This publication summarises intelligence gathered by the Bank’s Agents between mid-July and early September.
The Agents’ scores published alongside this document generally represent activity over the past three months compared with a year ago. During the early stages of the pandemic in 2020, the Agents’ scores fell sharply, reflecting the unprecedented declines in economic activity.
In recent months, some of the Agents’ scores have rebounded sharply. In most cases this reflects a combination of recovery in economic activity and comparison with low levels of activity a year ago.
Consumer spending continued to grow, supported by online sales and domestic tourism.
Contacts reported continued growth in retail sales following the reopening of non-essential stores around the UK, though footfall was still markedly below pre-pandemic levels. Online spending remained robust.
Spending on household goods and furniture, sports and outdoor equipment, technology and jewellery was particularly strong, as were sales of used cars and new car orders. However, supply-chain issues such as materials shortages and haulage bottlenecks were reported to be restricting the availability of some goods – such as furniture, new cars and electrical items – resulting in longer lead times. Some contacts reported being obliged to streamline product ranges as a result of shortages, and some expressed concern about the impact of supply-chain issues on the availability of goods in the run-up to Christmas.

- **Given records**

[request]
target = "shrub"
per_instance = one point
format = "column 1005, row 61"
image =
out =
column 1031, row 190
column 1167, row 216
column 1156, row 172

- **What to work on**
A. From the Agents' summary, quote the stretch from "Contacts reported continued" through "run-up to Christmas.".
B. Using the Agents' summary, decide whether each statement agrees with it, answering yes or no and quoting the deciding words: (i) Online spending remained robust. (ii) Footfall had returned to pre-pandemic levels. (iii) The intelligence was gathered between mid-July and early September.
C. Render this sentence from the Agents' summary in French: "Consumer spending continued to grow, supported by online sales and domestic tourism."

- **Responses in order**
A.
Contacts reported continued growth in retail sales following the reopening of non-essential stores around the UK, though footfall was still markedly below pre-pandemic levels. Online spending remained robust.
Spending on household goods and furniture, sports and outdoor equipment, technology and jewellery was particularly strong, as were sales of used cars and new car orders. However, supply-chain issues such as materials shortages and haulage bottlenecks were reported to be restricting the availability of some goods – such as furniture, new cars and electrical items – resulting in longer lead times. Some contacts reported being obliged to streamline product ranges as a result of shortages, and some expressed concern about the impact of supply-chain issues on the availability of goods in the run-up to Christmas.

B.
(i) Yes: "Online spending remained robust."
(ii) No: "footfall was still markedly below pre-pandemic levels"
(iii) Yes: "between mid-July and early September"

C. Les dépenses de consommation ont continué de croître, soutenues par les ventes en ligne et le tourisme intérieur.